● **Page text**
---+---

Best of 2015: Ben

Article by ben

Typically I prefer to settle work-related feuds in private, but in this instance, I feel compelled to use a more public platform. I always enjoy reading the annual “best of” lists that my coworkers write, but I’ve noticed a troubling trend: some of my colleagues don’t actually seem to read many books. Consider Brooke’s list, where she fesses up to not finishing several of her “favorite” titles of the year; or Mark’s list, in which he confesses that his nightstand is piled skyscraper-high with unread volumes. Hell, in 2014, Jeremy kicked off this dubious tradition with a list of books he hadn’t read yet—and that I still don’t think he has!

I, on the other hand, read every single book that comes into this store; and as the smartest person and most voracious reader on the Brazos Bookstore staff, I can remember each of these books perfectly.

So consider my list a polemic—a corrective to the scourge of indifferent reading. Here’s my list of the ten best books—fiction, nonfiction, and poetry—of 2015. And believe me: each of the below books I have read, and definitely, really, for sure have recalled with precision. I never misremember a plot!

---+---

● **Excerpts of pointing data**
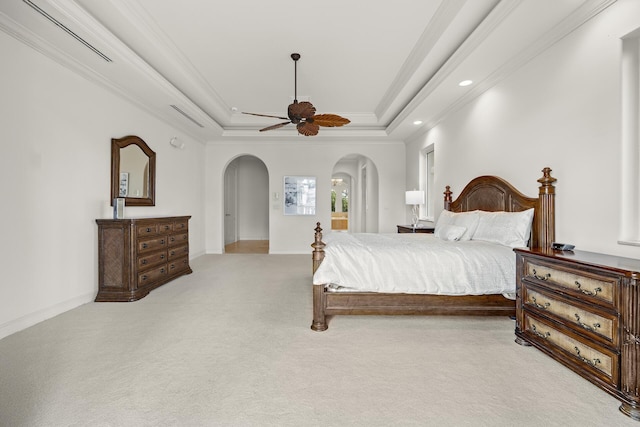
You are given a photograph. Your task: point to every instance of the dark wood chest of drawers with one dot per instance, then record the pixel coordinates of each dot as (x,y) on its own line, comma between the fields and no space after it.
(137,255)
(583,310)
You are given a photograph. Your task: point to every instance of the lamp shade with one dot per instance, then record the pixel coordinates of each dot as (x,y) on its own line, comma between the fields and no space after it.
(415,197)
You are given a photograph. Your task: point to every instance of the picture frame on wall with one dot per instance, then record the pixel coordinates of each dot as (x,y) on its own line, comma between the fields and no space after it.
(299,195)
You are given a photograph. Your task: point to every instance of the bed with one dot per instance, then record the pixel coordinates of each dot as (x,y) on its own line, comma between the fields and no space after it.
(485,193)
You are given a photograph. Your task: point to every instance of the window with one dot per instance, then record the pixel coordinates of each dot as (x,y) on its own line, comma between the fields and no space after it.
(427,211)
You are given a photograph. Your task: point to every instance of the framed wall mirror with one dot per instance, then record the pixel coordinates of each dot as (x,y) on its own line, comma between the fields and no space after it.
(133,171)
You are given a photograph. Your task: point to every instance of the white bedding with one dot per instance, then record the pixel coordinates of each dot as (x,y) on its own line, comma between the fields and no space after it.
(416,263)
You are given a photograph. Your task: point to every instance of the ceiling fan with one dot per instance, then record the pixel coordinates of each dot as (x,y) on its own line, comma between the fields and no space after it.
(303,114)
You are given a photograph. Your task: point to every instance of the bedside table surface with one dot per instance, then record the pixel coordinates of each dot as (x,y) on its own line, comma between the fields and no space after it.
(418,229)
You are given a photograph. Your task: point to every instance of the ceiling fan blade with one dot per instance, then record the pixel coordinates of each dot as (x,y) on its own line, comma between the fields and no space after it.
(330,120)
(272,127)
(266,115)
(308,128)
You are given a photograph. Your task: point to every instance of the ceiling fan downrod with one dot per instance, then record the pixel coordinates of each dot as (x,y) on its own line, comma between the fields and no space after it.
(295,57)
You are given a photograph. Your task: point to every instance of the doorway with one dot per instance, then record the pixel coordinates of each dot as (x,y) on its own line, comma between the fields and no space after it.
(246,206)
(340,193)
(359,176)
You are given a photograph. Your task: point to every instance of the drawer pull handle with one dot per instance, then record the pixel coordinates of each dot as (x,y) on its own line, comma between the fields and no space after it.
(585,360)
(585,326)
(540,334)
(545,277)
(586,292)
(541,306)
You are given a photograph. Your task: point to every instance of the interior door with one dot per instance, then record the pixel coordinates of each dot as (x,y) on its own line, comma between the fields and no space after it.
(230,204)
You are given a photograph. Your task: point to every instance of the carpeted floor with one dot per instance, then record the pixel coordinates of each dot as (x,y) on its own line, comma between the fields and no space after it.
(230,345)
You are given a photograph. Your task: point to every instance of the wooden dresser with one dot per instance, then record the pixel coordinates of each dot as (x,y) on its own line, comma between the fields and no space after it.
(583,310)
(137,255)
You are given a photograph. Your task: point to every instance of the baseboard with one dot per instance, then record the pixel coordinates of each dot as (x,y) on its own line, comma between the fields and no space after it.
(24,322)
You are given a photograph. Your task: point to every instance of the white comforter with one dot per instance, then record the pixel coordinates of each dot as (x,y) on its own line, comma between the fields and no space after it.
(416,263)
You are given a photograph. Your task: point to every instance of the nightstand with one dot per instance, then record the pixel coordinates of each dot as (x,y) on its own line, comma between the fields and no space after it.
(418,229)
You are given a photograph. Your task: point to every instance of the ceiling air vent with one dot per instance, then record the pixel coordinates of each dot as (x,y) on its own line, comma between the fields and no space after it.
(67,30)
(175,107)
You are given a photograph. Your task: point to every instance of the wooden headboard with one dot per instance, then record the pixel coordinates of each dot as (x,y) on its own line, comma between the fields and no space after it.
(490,193)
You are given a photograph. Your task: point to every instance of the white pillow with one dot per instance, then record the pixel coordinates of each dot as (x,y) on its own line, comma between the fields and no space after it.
(511,229)
(468,220)
(450,232)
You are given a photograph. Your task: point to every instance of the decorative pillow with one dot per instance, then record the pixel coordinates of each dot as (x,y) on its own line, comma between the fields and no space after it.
(511,229)
(450,232)
(468,220)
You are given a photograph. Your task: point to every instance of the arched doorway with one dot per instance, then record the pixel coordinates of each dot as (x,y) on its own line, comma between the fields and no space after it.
(246,206)
(340,201)
(362,196)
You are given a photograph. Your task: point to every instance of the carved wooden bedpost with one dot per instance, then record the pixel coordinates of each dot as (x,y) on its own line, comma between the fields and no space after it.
(319,318)
(447,198)
(546,195)
(318,248)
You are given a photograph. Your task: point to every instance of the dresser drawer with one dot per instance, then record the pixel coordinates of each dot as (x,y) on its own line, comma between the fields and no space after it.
(599,288)
(584,356)
(147,230)
(178,239)
(165,227)
(603,326)
(152,259)
(178,251)
(152,244)
(181,225)
(153,275)
(179,265)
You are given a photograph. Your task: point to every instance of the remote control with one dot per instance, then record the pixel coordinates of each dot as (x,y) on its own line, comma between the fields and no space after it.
(562,246)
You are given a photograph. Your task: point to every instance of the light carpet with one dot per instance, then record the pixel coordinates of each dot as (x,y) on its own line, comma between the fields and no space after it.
(230,345)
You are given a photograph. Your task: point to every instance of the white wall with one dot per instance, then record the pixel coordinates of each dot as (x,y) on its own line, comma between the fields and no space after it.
(294,234)
(55,171)
(561,110)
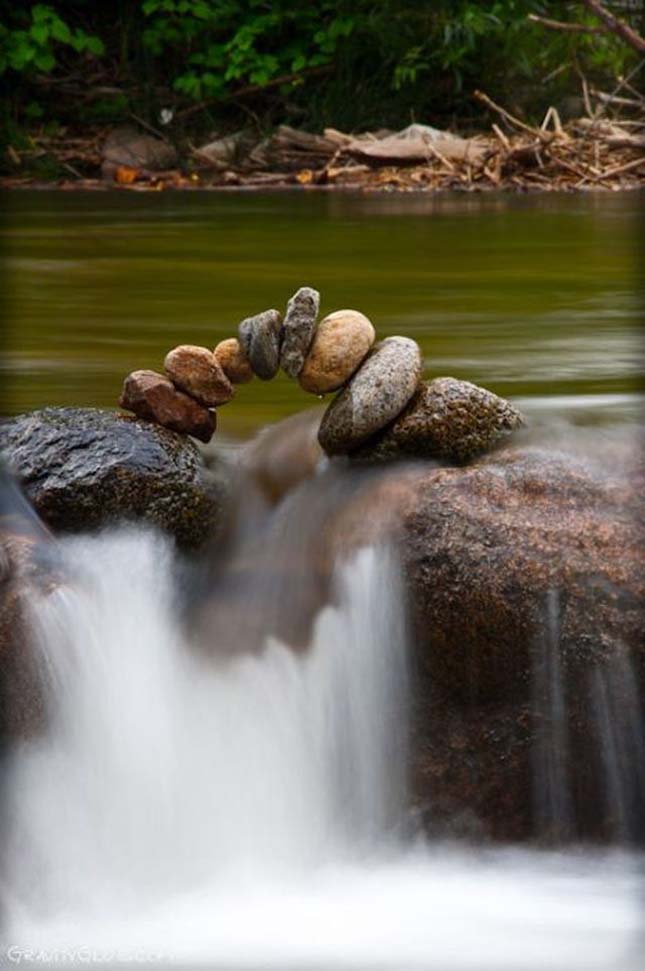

---+---

● **Request**
Write out everything in the bookstore staff article from "Best of 2015: Ben" down to "these books perfectly.". The data has nothing to do with what comes next.

● **Final result**
Best of 2015: Ben

Article by ben

Typically I prefer to settle work-related feuds in private, but in this instance, I feel compelled to use a more public platform. I always enjoy reading the annual “best of” lists that my coworkers write, but I’ve noticed a troubling trend: some of my colleagues don’t actually seem to read many books. Consider Brooke’s list, where she fesses up to not finishing several of her “favorite” titles of the year; or Mark’s list, in which he confesses that his nightstand is piled skyscraper-high with unread volumes. Hell, in 2014, Jeremy kicked off this dubious tradition with a list of books he hadn’t read yet—and that I still don’t think he has!

I, on the other hand, read every single book that comes into this store; and as the smartest person and most voracious reader on the Brazos Bookstore staff, I can remember each of these books perfectly.